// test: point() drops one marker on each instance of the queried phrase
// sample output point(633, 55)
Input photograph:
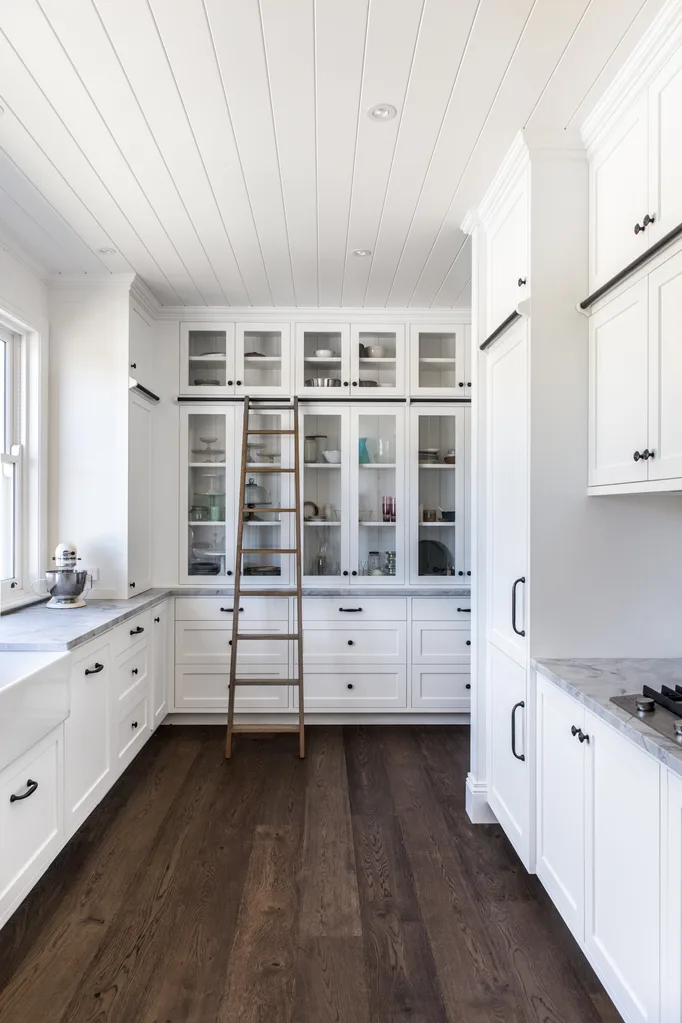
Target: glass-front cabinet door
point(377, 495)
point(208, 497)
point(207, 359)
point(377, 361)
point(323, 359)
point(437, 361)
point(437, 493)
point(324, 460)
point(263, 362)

* * *

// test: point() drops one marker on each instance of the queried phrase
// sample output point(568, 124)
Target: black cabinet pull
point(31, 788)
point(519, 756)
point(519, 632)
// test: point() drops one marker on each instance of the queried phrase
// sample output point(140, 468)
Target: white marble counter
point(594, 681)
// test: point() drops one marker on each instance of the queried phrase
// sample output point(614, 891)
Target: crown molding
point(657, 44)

...

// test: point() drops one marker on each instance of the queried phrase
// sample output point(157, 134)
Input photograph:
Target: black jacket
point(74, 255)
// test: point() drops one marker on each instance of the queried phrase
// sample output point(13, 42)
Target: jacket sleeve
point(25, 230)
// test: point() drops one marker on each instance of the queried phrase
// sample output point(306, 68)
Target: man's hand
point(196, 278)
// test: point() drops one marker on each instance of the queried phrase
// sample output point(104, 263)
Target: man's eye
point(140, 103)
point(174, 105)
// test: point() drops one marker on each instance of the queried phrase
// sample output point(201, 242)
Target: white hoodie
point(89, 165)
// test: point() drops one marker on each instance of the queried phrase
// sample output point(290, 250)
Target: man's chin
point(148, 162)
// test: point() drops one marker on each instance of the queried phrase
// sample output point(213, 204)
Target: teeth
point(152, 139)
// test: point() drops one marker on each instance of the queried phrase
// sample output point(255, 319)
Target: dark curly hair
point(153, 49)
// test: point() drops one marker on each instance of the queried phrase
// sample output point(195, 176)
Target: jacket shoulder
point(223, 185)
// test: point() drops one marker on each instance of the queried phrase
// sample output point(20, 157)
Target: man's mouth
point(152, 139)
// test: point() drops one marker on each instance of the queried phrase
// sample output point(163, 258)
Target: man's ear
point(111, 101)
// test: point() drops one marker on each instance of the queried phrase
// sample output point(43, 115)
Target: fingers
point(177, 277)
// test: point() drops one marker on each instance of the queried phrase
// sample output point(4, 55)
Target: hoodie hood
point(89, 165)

• GIVEN REQUEST
How many lines in the rows above contain the word "white"? Reply with the number only.

• EXERCISE RESPONSE
2